◆ **What you should do**: Having found the line containing "Put one point on every instance of the red rope" in the data below, reproduce that line and each one after it to the end, exactly, and include nothing else.

◆ **Data provided**:
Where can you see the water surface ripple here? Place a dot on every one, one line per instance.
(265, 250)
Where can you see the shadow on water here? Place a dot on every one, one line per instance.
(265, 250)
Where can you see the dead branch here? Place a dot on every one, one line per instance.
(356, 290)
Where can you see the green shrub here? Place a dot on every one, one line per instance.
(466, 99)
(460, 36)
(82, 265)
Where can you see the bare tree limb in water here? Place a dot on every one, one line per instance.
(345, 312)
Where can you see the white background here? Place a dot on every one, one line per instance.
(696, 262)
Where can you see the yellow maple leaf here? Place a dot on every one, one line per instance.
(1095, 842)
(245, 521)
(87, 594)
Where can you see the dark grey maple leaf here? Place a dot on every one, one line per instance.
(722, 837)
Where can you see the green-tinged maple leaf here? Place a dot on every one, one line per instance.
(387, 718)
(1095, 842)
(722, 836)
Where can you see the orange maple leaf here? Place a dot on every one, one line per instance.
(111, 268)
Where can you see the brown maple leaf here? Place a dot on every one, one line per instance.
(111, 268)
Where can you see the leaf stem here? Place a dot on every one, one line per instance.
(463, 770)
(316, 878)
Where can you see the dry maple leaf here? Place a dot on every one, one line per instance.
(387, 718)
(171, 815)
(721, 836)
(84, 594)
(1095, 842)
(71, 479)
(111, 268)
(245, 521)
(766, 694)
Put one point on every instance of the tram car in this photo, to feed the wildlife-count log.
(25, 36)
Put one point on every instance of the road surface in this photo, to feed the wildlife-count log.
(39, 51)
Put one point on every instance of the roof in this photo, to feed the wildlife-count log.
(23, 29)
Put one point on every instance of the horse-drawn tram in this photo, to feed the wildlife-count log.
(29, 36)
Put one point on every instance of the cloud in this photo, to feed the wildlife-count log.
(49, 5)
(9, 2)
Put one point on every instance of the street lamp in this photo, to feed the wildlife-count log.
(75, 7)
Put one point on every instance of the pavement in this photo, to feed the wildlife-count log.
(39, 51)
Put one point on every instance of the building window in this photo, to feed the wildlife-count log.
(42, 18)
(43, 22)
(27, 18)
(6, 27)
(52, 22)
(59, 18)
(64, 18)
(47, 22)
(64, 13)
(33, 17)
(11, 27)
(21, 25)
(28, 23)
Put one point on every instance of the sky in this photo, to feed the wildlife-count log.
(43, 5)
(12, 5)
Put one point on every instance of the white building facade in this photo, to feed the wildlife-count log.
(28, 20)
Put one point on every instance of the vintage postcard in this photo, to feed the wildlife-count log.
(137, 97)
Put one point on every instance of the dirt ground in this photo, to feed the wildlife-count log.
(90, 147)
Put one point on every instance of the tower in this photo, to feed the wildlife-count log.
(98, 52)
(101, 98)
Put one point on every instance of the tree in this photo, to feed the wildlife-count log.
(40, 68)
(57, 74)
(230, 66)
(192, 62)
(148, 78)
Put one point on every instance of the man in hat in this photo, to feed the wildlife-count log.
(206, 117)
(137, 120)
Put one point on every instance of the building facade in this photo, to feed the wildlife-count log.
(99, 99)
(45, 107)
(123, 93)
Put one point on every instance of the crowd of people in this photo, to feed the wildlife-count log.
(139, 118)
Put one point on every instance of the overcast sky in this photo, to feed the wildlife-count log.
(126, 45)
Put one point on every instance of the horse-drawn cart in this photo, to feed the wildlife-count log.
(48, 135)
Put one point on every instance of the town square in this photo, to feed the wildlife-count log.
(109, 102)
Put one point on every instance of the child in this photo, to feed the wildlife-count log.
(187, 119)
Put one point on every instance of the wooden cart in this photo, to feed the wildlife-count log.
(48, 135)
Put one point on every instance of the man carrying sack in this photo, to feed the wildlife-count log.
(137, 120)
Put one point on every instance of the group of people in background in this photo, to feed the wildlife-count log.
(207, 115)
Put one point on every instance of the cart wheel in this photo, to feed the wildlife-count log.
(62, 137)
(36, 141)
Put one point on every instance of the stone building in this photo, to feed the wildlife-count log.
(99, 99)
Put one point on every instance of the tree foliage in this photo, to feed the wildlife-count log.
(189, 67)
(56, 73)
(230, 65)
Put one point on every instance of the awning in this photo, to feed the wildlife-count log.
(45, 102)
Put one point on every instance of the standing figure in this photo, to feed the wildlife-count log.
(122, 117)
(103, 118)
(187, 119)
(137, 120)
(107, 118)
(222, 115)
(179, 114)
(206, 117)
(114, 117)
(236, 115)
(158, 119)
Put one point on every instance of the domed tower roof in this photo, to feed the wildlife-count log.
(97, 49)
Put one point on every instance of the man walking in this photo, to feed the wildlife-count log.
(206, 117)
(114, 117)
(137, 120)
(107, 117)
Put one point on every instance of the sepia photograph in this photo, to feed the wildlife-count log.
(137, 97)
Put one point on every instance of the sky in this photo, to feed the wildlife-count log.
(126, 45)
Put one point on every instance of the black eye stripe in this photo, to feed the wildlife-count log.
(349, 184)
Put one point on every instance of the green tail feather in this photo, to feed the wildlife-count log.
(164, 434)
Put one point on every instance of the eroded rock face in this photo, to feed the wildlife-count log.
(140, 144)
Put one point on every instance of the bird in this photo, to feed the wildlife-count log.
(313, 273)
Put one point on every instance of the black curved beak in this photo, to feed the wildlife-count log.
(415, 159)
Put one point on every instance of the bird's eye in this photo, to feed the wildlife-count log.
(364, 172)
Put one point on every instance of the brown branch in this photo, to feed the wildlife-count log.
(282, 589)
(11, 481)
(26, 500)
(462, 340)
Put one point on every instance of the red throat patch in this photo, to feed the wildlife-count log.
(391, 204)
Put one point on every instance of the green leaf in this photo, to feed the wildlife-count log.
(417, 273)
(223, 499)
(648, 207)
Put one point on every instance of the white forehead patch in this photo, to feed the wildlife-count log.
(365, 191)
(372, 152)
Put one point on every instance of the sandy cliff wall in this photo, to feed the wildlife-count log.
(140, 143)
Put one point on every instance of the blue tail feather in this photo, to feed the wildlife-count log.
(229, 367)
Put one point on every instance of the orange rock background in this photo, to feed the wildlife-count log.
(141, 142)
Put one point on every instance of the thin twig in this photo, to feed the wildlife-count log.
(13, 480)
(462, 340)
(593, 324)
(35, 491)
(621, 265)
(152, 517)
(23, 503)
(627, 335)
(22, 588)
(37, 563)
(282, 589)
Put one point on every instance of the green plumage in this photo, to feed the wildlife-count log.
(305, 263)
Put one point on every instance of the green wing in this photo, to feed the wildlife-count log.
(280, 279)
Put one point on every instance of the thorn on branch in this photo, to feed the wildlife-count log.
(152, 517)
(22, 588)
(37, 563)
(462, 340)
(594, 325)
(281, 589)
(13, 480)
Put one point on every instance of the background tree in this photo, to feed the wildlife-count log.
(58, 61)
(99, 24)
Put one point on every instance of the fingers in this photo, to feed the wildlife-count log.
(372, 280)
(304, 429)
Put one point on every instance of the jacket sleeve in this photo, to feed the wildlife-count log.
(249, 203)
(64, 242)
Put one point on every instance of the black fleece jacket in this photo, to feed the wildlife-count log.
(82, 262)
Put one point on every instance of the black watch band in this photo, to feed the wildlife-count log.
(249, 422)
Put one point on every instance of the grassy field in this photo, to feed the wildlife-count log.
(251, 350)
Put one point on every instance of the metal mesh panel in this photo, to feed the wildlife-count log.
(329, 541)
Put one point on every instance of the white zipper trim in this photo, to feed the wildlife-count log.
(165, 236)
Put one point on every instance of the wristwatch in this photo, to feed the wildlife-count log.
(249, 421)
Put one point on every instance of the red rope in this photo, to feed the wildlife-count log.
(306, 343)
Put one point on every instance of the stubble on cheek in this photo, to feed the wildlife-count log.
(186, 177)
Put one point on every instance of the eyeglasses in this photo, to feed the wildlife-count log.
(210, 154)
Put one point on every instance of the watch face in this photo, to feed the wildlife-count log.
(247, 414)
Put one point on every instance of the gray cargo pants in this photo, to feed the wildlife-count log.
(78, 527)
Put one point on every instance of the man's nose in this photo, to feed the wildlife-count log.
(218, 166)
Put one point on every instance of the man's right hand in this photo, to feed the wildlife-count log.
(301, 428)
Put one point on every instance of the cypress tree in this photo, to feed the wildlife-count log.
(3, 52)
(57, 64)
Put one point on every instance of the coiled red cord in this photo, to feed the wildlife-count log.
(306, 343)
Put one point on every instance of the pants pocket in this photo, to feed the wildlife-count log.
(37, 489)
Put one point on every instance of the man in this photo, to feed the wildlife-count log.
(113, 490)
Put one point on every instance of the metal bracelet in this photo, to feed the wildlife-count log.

◆ **Answer box**:
Put one point on every instance of the red rope in this photo, to feed the wildlife-count log.
(306, 343)
Put one point on every instance of the stubble on cheek in this photo, to feed the wildlife-count log.
(186, 177)
Put one point on every instance of the eyeglasses in this photo, to feed the wildlife-count log.
(210, 154)
Put one point on every instance of the watch face in this photo, to feed the wildlife-count log.
(247, 414)
Put one point on every instance of the gray cargo pants in this photo, to feed the wildlife-count log.
(78, 527)
Put one point on every instance of the man's nose in this photo, to feed the wildlife-count log.
(218, 166)
Put one point on every instance of the man's right hand in this photo, to feed the wildlife-count log.
(301, 428)
Put one point on every instance of the cypress tree in this photo, to feed the wildlife-count log.
(3, 52)
(57, 64)
Put one point on every instance of the coiled red cord in this photo, to feed the wildlife-count log.
(306, 343)
Put one point on every instance of the pants pocket in this photo, to feed the wildlife-count log.
(37, 489)
Put one point on every instance of the man in this photo, to feed the wildlife-count log.
(113, 490)
Put one point on every instance of the metal bracelet in this photo, to feed the wildlife-count log.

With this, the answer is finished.